- [Goal]:
Gather each of the lines below that contains the string "window" and copy those lines in full. Letter case must match.

- [Source data]:
+ + + +
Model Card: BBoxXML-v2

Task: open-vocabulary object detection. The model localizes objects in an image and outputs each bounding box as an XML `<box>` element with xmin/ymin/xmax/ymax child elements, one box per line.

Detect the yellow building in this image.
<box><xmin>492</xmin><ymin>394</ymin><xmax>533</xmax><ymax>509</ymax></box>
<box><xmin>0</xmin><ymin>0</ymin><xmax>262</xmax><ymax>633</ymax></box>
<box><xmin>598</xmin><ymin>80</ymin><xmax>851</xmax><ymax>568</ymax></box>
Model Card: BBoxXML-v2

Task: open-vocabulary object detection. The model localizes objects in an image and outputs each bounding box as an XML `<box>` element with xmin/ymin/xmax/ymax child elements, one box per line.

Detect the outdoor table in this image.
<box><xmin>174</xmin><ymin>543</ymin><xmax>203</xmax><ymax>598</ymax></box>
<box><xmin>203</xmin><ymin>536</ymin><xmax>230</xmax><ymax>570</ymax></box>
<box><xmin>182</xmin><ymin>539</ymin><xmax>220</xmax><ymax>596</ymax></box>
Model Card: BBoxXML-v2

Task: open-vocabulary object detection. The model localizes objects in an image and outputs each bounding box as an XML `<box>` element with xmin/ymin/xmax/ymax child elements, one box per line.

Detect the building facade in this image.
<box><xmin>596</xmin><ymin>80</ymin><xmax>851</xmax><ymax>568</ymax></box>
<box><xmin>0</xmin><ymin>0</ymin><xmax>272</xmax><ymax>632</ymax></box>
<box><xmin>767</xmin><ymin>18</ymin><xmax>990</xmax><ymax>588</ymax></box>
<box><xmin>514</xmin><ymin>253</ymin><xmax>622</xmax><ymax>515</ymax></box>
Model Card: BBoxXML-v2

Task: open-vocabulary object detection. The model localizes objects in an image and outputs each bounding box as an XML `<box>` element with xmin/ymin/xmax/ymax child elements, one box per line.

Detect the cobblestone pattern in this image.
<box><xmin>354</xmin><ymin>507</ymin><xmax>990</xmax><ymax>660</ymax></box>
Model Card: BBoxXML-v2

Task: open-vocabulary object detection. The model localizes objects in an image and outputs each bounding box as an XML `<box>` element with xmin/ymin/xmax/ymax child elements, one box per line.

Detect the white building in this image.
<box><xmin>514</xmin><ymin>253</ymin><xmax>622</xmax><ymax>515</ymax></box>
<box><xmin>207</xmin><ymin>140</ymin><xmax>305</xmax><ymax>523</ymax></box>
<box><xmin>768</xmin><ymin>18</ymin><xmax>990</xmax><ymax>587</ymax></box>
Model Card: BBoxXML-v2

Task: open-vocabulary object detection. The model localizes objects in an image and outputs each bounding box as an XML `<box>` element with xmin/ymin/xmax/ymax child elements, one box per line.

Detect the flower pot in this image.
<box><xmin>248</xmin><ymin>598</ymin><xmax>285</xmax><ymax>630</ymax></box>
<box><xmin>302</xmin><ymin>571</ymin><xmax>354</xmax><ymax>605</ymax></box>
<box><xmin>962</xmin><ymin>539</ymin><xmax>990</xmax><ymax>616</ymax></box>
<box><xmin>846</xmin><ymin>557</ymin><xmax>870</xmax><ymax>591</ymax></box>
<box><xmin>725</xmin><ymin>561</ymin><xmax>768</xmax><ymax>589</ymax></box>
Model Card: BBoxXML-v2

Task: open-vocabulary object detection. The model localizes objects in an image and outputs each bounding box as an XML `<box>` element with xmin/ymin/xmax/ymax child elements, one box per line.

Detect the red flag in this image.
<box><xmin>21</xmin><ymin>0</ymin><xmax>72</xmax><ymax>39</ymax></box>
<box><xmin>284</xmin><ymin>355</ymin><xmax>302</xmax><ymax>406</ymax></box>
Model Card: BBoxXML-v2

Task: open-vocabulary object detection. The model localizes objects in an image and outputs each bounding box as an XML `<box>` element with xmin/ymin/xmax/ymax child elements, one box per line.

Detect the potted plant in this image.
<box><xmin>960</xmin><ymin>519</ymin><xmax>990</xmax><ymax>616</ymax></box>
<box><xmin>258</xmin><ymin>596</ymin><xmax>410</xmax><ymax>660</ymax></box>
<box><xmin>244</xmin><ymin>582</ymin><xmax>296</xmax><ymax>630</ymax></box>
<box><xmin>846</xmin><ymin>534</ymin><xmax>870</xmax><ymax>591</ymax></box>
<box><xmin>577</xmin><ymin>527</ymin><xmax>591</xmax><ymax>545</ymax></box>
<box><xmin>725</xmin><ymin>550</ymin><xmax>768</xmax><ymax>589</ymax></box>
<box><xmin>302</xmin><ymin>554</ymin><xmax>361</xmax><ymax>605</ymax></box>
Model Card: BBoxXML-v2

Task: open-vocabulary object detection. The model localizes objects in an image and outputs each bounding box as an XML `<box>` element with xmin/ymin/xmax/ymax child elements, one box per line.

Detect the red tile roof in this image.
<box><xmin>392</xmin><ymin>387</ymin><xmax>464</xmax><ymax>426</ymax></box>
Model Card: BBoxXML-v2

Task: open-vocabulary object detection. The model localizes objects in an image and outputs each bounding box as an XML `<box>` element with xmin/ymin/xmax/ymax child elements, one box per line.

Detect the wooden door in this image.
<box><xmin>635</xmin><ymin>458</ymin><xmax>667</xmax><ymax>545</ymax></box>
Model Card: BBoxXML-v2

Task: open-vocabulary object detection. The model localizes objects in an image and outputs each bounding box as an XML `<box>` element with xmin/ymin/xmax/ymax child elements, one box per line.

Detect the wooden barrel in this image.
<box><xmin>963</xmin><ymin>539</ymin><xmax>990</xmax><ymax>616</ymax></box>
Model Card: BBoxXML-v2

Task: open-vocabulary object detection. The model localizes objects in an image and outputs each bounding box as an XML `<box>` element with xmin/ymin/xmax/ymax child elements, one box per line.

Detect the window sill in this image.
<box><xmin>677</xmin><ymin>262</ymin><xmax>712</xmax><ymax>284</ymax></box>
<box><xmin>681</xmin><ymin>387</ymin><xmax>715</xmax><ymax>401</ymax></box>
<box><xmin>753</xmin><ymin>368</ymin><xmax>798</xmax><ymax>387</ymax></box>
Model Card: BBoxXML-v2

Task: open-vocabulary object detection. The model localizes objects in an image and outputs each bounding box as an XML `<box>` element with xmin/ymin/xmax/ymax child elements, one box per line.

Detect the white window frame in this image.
+ + + +
- [Correct response]:
Detect the window sill in this image.
Detect the white window frame in this image.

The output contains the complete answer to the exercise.